So a while ago I posted that I had to rehome my cats, then when we sat down and thought about it we decided to make other arrangements so we could keep them.
Well things have gone from bad to worse. We moved a few mths ago and our new landlord said he didnt mind the cats. Well he has now decided he wants them out within THE NEXT WEEK!!
Its another thing on the list of problems we are having with him and now im back looking for a new home for them.
One is black, 3 yrs old female and other is tabby also 3 and female.
I just dont know what else I can do
Please can somebody help by taking my cats?


----------



## jaycee05 (Sep 24, 2012)

If the landlord has gone back on his word I would look for somewhere else to live to be honest,


----------



## sazjf (Aug 25, 2010)

I cant afford to look for somewhere else, it cost us close to £2000 to move here what with checks, deposit and rent plus moving. 
I dont have an option. Im desperate to find them a home


----------



## Paddypaws (May 4, 2010)

jaycee05 said:


> If the landlord has gone back on his word I would look for somewhere else to live to be honest,


Yes, true, but the landlord can't just throw you...or the cats.... out at the drop of a hat. I presume you have a proper Tenancy agreement? Did you get him to put acceptance of the cats in writing?


----------



## sazjf (Aug 25, 2010)

We have a tenancy agreement when we moved in and he kept saying he would have a new one made up with acceptance of the cats. 
Stupidly trusted that and now hes changed his mind. Ideally we wouldnt have moved in until we had the amended one but our date to move out had come.

**Dataset excerpts:**
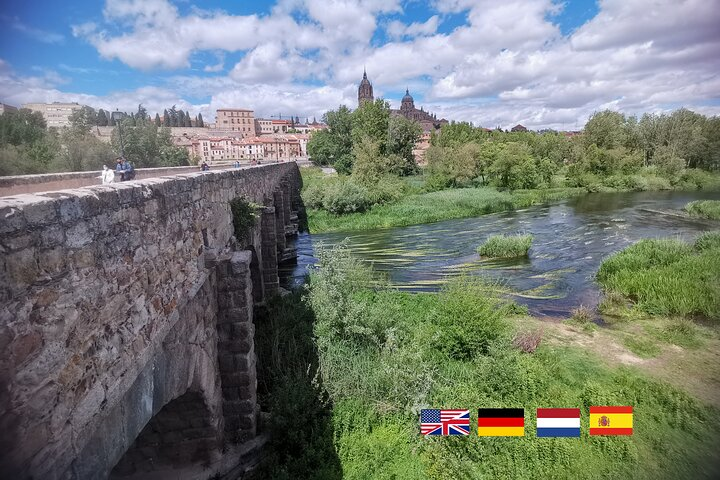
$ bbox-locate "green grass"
[597,233,720,320]
[685,200,720,220]
[478,235,533,258]
[307,187,586,233]
[258,248,720,480]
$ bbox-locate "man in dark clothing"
[115,157,135,182]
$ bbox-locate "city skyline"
[0,0,720,130]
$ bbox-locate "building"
[215,108,256,137]
[255,118,273,135]
[358,71,448,132]
[0,103,17,115]
[358,69,375,105]
[390,89,448,133]
[22,102,84,128]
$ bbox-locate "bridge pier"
[0,164,302,480]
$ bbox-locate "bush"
[322,180,372,215]
[478,235,533,258]
[685,200,720,220]
[695,231,720,251]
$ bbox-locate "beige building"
[0,103,17,115]
[215,108,256,137]
[22,102,84,128]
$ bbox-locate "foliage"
[288,249,720,479]
[230,197,262,244]
[478,235,533,258]
[597,237,720,319]
[685,200,720,220]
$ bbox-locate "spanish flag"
[478,408,525,437]
[590,407,632,435]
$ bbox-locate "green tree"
[387,116,422,175]
[351,98,390,150]
[70,106,98,135]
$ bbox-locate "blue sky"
[0,0,720,128]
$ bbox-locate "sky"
[0,0,720,130]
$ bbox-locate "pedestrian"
[100,165,115,185]
[115,157,135,182]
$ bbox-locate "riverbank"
[252,249,720,480]
[307,187,587,233]
[303,168,720,233]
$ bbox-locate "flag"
[478,408,525,437]
[590,407,632,435]
[537,408,580,437]
[420,409,470,435]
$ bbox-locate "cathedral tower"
[358,69,375,107]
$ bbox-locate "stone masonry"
[0,163,301,480]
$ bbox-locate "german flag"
[478,408,525,437]
[590,407,632,435]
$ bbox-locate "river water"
[281,192,720,316]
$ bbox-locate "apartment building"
[22,102,84,128]
[215,108,256,137]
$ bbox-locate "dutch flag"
[537,408,580,437]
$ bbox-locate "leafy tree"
[70,106,98,135]
[307,105,353,174]
[351,98,390,150]
[97,108,108,127]
[387,116,422,175]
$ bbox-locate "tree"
[351,98,390,154]
[387,116,422,175]
[70,106,98,135]
[307,105,353,174]
[97,108,108,127]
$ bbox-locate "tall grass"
[252,249,720,480]
[685,200,720,220]
[597,233,720,319]
[308,187,587,233]
[478,235,533,258]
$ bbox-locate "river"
[281,191,720,317]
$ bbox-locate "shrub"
[432,277,510,360]
[322,180,372,215]
[695,231,720,251]
[513,328,544,353]
[685,200,720,220]
[478,235,533,258]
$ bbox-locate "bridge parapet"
[0,163,300,479]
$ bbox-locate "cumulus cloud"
[0,0,720,128]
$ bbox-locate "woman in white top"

**To do:**
(a) From the forum thread about rehoming cats, list the expenses that made up the close to £2000 it cost to move.
(b) Extend the forum thread about rehoming cats past its final sentence.

**Outputs in order:**
(a) checks, deposit, rent, moving

(b)
So now hes saying he can get us out as its breach of contract and it would be his word against ours


----------



## Paddypaws (May 4, 2010)

Trust me, as a landlord it is not easy to get rid of a tenant on any old whim.
Does your contract state 'No pets' ?
I would book an appointment with CAB to get proper advice (might have to wait a while to get the appt)


----------



## Shadow And Lightning (Jan 18, 2012)

my dad is a landlord and when he first started his contracts didn't mention pets but he told his tenants they wasn't allowed any
well someone came with a cat and when my dad said he had to rehome the cat the guy said it doesn't state it in the tenancy stuff
anyway all his stuff has now been changed to say strictly no pets because legally my dad couldn't do anything as the guy in questions agreement didn't specify


----------



## sazjf (Aug 25, 2010)

My oh is going to get our tenancy agreement out. Ll says it states no pets. Hes got our deposit so if he gets us out we have nothing coz if it does say on there no pets its breach of contract


----------



## lisa0307 (Aug 25, 2009)

What area are you in hun?


----------



## merlin12 (Jun 24, 2011)

what a sweet guy your landlord is


----------



## sazjf (Aug 25, 2010)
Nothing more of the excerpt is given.